Your objective: Produce an exact copy of the listing.

Listed records:
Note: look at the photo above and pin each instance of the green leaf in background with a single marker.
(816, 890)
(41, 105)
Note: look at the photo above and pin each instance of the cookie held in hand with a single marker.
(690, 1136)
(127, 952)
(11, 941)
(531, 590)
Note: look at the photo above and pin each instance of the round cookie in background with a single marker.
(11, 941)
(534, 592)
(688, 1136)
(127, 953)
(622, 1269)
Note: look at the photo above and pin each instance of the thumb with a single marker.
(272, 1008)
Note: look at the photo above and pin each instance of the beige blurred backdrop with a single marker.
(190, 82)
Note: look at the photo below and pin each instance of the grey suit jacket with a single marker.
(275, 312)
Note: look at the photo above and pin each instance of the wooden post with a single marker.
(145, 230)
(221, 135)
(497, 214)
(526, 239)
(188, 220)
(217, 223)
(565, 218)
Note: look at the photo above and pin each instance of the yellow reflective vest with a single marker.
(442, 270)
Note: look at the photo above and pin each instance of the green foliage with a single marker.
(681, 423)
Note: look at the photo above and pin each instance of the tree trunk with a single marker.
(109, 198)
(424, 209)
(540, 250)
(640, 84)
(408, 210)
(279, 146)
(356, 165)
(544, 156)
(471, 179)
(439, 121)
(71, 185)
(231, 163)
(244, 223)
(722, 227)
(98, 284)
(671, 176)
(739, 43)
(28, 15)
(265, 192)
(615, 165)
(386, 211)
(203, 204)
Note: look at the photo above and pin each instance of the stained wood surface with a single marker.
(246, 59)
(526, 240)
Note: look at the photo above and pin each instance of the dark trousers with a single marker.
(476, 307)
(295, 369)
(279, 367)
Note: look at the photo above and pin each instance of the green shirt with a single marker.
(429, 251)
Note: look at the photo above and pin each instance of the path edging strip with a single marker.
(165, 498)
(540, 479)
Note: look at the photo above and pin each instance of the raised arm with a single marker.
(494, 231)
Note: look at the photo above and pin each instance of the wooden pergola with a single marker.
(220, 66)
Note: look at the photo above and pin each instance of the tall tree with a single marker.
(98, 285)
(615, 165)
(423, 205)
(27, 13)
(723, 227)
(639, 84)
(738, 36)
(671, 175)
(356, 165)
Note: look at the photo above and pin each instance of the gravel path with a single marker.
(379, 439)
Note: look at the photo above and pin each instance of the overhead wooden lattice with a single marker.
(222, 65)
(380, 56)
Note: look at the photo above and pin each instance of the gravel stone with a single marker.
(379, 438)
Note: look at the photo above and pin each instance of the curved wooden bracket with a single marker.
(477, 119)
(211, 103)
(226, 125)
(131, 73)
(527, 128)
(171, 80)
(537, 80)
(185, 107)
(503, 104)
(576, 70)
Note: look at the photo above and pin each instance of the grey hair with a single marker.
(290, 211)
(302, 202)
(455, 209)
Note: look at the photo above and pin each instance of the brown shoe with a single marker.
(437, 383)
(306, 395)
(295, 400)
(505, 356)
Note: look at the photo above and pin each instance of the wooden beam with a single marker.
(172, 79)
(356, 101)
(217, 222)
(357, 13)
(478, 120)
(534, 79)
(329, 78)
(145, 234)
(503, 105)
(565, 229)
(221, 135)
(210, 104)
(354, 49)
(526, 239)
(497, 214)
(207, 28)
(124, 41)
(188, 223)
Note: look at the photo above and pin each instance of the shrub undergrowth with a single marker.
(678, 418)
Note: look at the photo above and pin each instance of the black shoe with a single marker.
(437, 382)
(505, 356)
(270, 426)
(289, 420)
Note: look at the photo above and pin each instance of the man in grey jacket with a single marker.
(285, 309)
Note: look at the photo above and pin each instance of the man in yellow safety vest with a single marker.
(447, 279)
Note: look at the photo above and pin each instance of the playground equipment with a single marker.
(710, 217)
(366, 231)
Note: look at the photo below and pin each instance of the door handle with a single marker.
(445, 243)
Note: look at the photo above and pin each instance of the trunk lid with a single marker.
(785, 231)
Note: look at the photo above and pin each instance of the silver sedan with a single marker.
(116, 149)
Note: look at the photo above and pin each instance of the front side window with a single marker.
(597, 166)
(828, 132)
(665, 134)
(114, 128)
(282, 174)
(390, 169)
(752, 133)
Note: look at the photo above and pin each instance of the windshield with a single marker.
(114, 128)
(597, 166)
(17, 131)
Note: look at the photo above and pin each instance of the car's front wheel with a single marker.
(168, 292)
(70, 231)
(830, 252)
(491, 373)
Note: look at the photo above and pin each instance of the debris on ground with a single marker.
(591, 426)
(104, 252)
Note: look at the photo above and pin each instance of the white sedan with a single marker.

Exercise response:
Note: look at the photo above and pin each instance of the green leaf in background with a single marker.
(816, 890)
(41, 105)
Note: look at the photo above and pin each instance of the cookie held in hand with a single marker.
(690, 1136)
(127, 952)
(11, 941)
(531, 590)
Note: look at the photo above and pin each instance of the round cookie in background with a single marker.
(11, 941)
(534, 592)
(688, 1136)
(127, 953)
(622, 1269)
Note: look at the photo above and pin each instance of the thumb with a single marker.
(272, 1008)
Note: look at the photo above and pin each instance of the beige blurred backdrop with a single marker.
(190, 82)
Note: look at the photo below and pin each instance of the grey suit jacket with a single marker.
(275, 312)
Note: look at the photo above and pin each instance of the wooden post with a single marker.
(145, 230)
(221, 135)
(497, 214)
(526, 239)
(188, 220)
(217, 223)
(565, 218)
Note: look at the photo above and pin each instance of the yellow reflective vest with a single marker.
(442, 270)
Note: look at the photo above and pin each instance of the green foliage with a single marker.
(681, 423)
Note: look at the photo above and pin each instance of the tree trunk with a single marker.
(109, 198)
(424, 209)
(540, 250)
(640, 84)
(408, 210)
(279, 146)
(356, 165)
(544, 156)
(471, 179)
(439, 121)
(71, 185)
(231, 163)
(244, 223)
(722, 227)
(98, 284)
(671, 176)
(739, 43)
(28, 15)
(265, 192)
(615, 165)
(386, 211)
(203, 204)
Note: look at the photo above and pin each instance of the stained wood surface with a single marker.
(246, 59)
(526, 240)
Note: look at the photo above and pin each instance of the dark trousers with a single marker.
(476, 307)
(295, 369)
(279, 367)
Note: look at the photo above and pin each instance of the green shirt with a single marker.
(429, 251)
Note: look at the photo above and pin each instance of the path edging strip with a single marker.
(165, 498)
(540, 479)
Note: look at the photo above and pin each instance of the raised arm with a single marker.
(494, 231)
Note: look at the photo above and pin each instance of the wooden pergola with a single marker.
(220, 66)
Note: look at the photo above and pin each instance of the tall tree with a single marker.
(98, 285)
(615, 165)
(423, 205)
(27, 13)
(723, 227)
(639, 84)
(738, 36)
(671, 175)
(356, 165)
Note: look at the photo above and pin each instance of the gravel path with a single marker.
(379, 439)
Note: look at the photo above and pin each instance of the overhead wooden lattice with a single marker.
(222, 65)
(380, 56)
Note: look at the photo above and pin each instance of the gravel stone with a single marker.
(379, 438)
Note: look at the photo above and pin each instance of the curved wooden bracket with a single marker.
(477, 119)
(211, 103)
(226, 125)
(131, 73)
(527, 128)
(171, 80)
(537, 80)
(185, 107)
(503, 104)
(576, 70)
Note: look at the photo above and pin each instance of the grey hair with a single marker.
(290, 211)
(302, 202)
(455, 209)
Note: look at the photo above and pin each instance of the brown shoe with a single marker.
(437, 383)
(306, 395)
(295, 400)
(505, 356)
Note: look at the photo above and pin each instance of the wooden beam with a single marker.
(172, 79)
(356, 101)
(217, 222)
(357, 13)
(478, 120)
(534, 79)
(329, 78)
(145, 234)
(503, 105)
(565, 229)
(221, 135)
(210, 104)
(354, 49)
(526, 239)
(497, 214)
(207, 28)
(124, 41)
(188, 223)
Note: look at the photo above and pin each instance of the shrub undergrowth with a single marker.
(678, 418)
Note: look at the photo above and pin each instance of the black shoe with a single marker.
(437, 382)
(505, 356)
(270, 426)
(289, 420)
Note: look at the photo above and pin each instance of the man in grey jacket with a single marker.
(285, 309)
Note: look at the photo above and pin each instance of the man in yellow safety vest with a single marker.
(447, 279)
Note: look at the photo above and pin each instance of the playground equipment with a single marker.
(710, 217)
(366, 231)
Note: look at the photo below and pin each instance of the door handle with a single marker.
(445, 243)
Note: look at the photo above and pin each instance of the trunk lid with a single marker.
(785, 231)
Note: look at the photo above and pin each instance of the silver sedan with a single marker.
(116, 149)
Note: look at the photo above and pin each instance of the front side window with a single marker.
(597, 166)
(828, 132)
(665, 134)
(114, 128)
(282, 174)
(390, 169)
(752, 133)
Note: look at the photo above and pin each instance of the windshield with a single marker.
(114, 128)
(597, 166)
(17, 131)
Note: look at the photo above and pin each instance of the car's front wheel with a single marker.
(168, 292)
(70, 231)
(830, 252)
(491, 373)
Note: look at the photo above and pin each instance of the debris on ground with a single marker.
(591, 426)
(104, 252)
Note: look at the photo above and pin each instance of the white sedan with a single marker.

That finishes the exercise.